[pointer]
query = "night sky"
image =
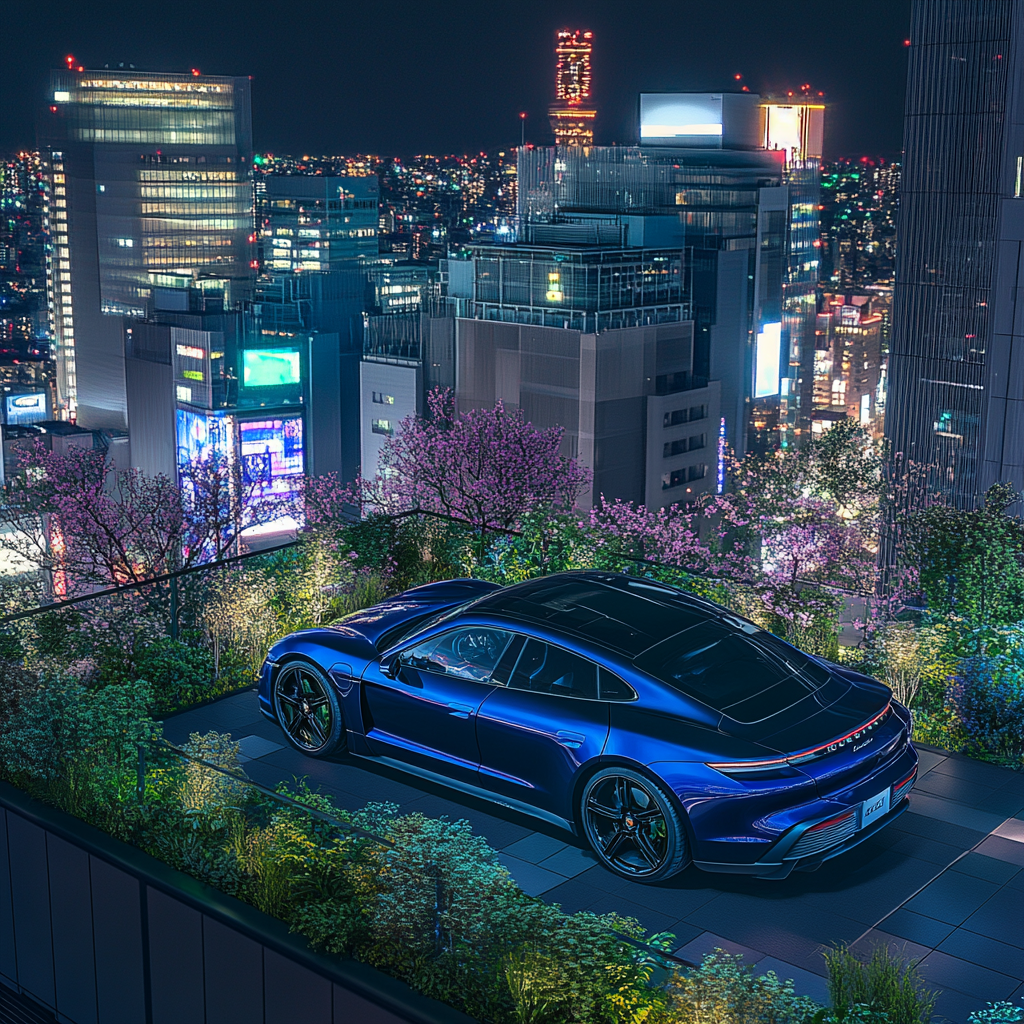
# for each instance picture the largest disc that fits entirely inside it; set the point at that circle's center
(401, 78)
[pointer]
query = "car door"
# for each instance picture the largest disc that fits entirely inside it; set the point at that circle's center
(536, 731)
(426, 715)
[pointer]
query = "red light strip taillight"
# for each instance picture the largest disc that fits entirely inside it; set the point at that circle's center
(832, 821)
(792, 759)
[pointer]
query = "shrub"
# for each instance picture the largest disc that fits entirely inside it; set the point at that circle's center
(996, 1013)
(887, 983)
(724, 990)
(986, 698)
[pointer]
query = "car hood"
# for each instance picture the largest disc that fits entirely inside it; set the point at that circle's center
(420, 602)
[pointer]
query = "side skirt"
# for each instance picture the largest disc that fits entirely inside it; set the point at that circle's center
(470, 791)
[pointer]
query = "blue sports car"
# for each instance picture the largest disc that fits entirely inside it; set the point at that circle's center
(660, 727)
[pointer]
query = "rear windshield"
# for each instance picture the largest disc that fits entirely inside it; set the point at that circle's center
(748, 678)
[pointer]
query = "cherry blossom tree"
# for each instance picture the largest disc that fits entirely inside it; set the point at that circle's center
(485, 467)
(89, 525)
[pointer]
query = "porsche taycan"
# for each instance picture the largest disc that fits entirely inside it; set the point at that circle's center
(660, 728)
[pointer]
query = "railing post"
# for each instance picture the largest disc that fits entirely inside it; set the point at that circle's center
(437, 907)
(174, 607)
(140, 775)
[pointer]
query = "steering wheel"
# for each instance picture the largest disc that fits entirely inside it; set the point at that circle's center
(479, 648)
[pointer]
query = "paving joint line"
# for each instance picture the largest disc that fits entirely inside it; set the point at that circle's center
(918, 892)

------------------------------

Convert each line of all the rows above into a JSON list of strings, one string per line, with blank lines skipped and the pictures left out.

[
  "[pointer]",
  "query = \"night sky\"",
  "image =",
  "# for each instance picture the largest disc that fits entirely inside it; set the point at that circle's center",
  "(401, 78)",
  "[pointer]",
  "query = \"car door\"",
  "# for each instance picture the largest disc that fits entirely inside it; set the point at that circle's center",
  "(536, 731)",
  "(426, 715)",
  "[pointer]",
  "query = \"red light strip taillight\"",
  "# for each instance picture the largest disc that fits entirely inside it; set the point at that circle's center",
  "(832, 821)",
  "(792, 759)",
  "[pointer]",
  "query = \"shrub\"",
  "# for each instance picture the largest disc that fits entirely inside it; set the point at that circle's center",
  "(996, 1013)",
  "(887, 983)",
  "(724, 990)",
  "(986, 698)",
  "[pointer]",
  "query = \"car hood\"",
  "# for each instance picture the largest disc that fits entirely inside it; set the point at that circle's center",
  "(420, 602)",
  "[pointer]",
  "query = \"side skirt\"",
  "# for each instance picture the largest disc that fits entirely inside it; set the point at that circle's center",
  "(470, 791)",
  "[pointer]",
  "query = \"blue sports car\"",
  "# for each instance picture the largest disc that fits entirely inside it; set the point at that circle's center",
  "(660, 727)",
  "[pointer]",
  "query = \"rear windshield\"",
  "# for each instance picture the largest disc that fits entirely inside it; set the point at that circle's center",
  "(748, 678)",
  "[pointer]",
  "query = \"cherry blossom tree\"",
  "# for each instance picture the largest disc that fits entirely inside it; set the point at that circle's center",
  "(485, 467)",
  "(89, 525)",
  "[pointer]",
  "query = \"porsche taycan\"",
  "# for each instance picture the largest disc that fits entirely inside it; set the point at that circle's center",
  "(660, 728)",
  "[pointer]",
  "query = \"railing post\"",
  "# for each instance picture the largest disc that fits entirely inside it; set the point at that circle's center",
  "(437, 907)",
  "(174, 607)",
  "(140, 775)",
  "[pointer]",
  "query = \"steering wheel\"",
  "# for each instance picture the largest disc that fits entirely inside it; set the point at that circle's center",
  "(479, 648)",
  "[pointer]",
  "query = \"paving joint line\"",
  "# for each instance picture the largest disc that fits entirely inside it; set the point at that circle's center",
  "(918, 892)"
]